**Exercise:** Locate the line that contains "Where can you spot the small". Print it and every subsequent line through the final line of the records, exactly and only those.

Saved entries
——————————

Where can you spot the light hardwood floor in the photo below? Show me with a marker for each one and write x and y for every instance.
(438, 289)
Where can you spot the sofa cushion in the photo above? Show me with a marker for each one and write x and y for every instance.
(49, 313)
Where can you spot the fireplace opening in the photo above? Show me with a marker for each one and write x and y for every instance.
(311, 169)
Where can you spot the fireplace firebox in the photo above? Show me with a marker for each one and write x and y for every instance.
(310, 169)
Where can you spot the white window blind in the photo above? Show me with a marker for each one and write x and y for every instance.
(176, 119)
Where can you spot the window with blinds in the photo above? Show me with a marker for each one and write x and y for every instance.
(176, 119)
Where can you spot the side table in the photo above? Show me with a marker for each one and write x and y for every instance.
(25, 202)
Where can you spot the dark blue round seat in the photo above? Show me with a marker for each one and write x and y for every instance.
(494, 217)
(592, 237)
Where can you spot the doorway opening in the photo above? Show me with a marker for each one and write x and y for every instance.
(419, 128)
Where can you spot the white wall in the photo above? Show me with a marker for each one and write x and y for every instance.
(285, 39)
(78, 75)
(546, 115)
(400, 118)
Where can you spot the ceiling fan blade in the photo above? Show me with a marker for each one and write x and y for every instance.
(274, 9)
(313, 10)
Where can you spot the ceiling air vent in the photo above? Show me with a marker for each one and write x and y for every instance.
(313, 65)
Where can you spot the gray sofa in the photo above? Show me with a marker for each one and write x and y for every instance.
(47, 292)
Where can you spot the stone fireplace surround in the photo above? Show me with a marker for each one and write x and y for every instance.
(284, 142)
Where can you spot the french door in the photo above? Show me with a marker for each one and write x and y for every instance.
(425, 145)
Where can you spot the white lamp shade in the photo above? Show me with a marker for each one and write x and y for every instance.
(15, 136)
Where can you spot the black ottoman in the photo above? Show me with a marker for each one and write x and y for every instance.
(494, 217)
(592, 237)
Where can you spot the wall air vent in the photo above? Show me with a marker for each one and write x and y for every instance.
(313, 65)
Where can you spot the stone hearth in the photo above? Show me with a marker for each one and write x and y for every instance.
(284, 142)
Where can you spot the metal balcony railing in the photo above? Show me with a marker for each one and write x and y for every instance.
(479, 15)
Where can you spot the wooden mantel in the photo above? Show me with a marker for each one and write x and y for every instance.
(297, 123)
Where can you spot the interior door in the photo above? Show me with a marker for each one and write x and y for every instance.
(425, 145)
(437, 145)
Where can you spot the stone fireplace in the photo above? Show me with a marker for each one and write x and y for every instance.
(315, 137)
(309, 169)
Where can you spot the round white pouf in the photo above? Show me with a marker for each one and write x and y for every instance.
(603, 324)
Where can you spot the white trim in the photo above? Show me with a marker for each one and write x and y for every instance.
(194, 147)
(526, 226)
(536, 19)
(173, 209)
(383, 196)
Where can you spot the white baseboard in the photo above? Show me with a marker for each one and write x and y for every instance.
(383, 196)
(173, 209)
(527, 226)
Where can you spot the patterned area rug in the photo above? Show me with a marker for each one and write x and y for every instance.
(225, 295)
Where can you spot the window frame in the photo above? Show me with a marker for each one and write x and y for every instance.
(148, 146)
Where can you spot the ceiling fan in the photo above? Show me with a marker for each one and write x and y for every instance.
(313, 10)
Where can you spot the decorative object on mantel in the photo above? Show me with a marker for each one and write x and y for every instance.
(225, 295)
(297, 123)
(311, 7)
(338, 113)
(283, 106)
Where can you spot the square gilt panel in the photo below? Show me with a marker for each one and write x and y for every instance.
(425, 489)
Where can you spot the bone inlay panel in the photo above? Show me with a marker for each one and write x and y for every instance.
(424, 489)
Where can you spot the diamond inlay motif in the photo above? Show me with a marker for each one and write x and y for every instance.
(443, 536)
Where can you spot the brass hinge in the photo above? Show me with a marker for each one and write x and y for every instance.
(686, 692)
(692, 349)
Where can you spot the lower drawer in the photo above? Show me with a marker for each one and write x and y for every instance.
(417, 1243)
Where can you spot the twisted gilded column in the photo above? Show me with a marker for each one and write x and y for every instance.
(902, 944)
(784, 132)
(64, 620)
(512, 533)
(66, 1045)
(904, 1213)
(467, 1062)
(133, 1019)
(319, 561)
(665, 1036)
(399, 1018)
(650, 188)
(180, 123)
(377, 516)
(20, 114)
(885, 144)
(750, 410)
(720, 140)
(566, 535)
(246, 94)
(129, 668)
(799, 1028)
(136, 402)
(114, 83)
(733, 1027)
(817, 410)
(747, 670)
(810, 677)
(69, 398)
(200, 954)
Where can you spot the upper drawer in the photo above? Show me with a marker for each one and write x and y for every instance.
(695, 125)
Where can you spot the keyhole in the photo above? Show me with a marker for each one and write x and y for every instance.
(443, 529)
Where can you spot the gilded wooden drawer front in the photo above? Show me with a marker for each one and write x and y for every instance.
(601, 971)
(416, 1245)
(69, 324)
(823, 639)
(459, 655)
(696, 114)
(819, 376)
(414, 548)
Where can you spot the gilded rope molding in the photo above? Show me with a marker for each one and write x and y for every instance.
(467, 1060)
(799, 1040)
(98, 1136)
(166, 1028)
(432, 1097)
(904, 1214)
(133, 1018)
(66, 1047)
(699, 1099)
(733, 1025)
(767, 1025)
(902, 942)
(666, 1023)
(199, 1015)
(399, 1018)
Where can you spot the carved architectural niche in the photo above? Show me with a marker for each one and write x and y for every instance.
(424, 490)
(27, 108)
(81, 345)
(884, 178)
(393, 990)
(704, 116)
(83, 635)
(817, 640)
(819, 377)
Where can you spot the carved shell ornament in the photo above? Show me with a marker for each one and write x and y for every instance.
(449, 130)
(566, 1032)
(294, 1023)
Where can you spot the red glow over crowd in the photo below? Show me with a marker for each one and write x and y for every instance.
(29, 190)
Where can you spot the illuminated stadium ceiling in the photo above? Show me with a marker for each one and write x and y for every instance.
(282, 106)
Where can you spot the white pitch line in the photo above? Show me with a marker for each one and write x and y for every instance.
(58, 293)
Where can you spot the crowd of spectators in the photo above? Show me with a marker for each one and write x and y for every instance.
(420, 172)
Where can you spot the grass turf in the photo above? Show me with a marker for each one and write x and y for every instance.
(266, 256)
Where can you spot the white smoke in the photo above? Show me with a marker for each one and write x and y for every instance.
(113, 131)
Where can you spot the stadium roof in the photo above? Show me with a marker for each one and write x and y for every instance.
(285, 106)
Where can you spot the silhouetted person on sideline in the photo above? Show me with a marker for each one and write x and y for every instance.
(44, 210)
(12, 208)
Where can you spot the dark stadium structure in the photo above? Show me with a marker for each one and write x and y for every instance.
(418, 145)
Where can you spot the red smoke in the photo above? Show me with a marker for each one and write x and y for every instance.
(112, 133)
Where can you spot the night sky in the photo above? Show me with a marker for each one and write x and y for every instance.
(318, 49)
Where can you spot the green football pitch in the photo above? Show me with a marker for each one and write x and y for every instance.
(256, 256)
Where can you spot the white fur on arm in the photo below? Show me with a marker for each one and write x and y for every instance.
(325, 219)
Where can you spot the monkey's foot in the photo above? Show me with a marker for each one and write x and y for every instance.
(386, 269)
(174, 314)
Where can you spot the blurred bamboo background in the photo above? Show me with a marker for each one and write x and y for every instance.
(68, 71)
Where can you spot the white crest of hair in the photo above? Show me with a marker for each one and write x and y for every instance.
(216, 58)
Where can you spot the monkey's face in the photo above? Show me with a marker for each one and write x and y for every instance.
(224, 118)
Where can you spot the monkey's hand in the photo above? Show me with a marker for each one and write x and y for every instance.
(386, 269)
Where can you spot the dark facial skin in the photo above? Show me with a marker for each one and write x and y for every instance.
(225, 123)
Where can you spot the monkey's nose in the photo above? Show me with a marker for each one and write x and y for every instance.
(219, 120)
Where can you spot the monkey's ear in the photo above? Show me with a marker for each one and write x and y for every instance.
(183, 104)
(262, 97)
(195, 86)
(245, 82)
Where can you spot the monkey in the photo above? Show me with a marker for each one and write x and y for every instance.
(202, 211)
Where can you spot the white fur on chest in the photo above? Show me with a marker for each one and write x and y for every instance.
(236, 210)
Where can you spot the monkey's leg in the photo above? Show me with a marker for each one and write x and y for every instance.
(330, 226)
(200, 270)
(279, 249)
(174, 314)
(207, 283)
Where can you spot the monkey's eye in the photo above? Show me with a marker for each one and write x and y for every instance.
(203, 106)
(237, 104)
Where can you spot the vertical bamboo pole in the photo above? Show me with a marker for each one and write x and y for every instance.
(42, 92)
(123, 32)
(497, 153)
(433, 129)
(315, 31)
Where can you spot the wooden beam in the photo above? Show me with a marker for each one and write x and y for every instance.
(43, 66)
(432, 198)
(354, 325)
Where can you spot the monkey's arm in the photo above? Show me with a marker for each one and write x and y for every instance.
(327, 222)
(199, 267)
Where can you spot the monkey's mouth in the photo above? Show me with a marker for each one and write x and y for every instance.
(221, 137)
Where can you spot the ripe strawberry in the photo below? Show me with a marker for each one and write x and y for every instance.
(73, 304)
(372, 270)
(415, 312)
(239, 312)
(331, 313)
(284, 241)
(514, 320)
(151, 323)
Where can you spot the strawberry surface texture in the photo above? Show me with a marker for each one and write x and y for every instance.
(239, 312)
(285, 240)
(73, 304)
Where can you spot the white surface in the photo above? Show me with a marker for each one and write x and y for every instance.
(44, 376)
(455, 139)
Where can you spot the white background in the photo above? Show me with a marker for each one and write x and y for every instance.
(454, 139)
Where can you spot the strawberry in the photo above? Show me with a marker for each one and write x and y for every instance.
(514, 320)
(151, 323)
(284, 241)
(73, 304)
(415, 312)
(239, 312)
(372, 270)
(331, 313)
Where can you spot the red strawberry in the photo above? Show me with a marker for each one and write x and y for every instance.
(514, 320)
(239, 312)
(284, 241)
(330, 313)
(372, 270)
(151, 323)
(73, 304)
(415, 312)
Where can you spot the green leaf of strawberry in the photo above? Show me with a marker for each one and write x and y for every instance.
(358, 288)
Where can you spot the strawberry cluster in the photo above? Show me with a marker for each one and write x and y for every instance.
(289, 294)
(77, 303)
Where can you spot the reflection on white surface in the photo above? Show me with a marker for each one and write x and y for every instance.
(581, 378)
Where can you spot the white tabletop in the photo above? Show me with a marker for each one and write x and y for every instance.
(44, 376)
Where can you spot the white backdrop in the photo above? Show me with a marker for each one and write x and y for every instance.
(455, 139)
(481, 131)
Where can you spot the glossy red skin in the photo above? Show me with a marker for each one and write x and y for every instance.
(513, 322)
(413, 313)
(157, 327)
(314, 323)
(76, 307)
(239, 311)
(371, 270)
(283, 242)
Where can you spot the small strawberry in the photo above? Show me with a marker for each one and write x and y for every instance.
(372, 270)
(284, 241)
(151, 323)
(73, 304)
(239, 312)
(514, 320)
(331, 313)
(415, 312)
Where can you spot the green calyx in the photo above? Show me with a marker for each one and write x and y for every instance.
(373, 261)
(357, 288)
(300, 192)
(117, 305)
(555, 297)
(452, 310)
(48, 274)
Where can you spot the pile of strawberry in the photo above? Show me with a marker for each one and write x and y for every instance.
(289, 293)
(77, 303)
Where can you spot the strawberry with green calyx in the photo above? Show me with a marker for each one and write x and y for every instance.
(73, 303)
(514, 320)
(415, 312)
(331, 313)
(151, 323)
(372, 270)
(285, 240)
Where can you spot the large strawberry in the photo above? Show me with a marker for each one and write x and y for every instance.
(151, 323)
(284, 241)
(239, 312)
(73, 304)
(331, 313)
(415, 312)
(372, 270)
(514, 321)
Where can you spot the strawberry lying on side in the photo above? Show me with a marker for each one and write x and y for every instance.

——————————

**Response to the task:**
Where can you spot the small strawberry in the photo above? Show me with a marker for each one and write x and y for every instance.
(372, 270)
(284, 241)
(151, 323)
(73, 304)
(239, 312)
(514, 320)
(331, 313)
(415, 312)
Where can you spot the green calyx in the photo above? Show me with a marker for each one and write x and y for every instance.
(373, 261)
(357, 288)
(300, 192)
(117, 305)
(555, 297)
(452, 310)
(48, 274)
Where can you spot the pile of strawberry in the photo above? Show me with a marker for each one and write x and y for every instance.
(289, 293)
(77, 303)
Where can you spot the strawberry with green calyx in the photo above? Show me with a marker for each one and write x and y for every instance.
(73, 303)
(514, 320)
(415, 312)
(331, 313)
(151, 323)
(372, 270)
(285, 240)
Where can you spot the large strawberry in the photo above? Show me with a marker for each one and write x and y for every instance.
(151, 323)
(284, 241)
(239, 312)
(73, 304)
(331, 313)
(415, 312)
(372, 270)
(514, 321)
Where can you spot the strawberry lying on side in the photo above? Show me with a marker for each one and write x and y for every instance.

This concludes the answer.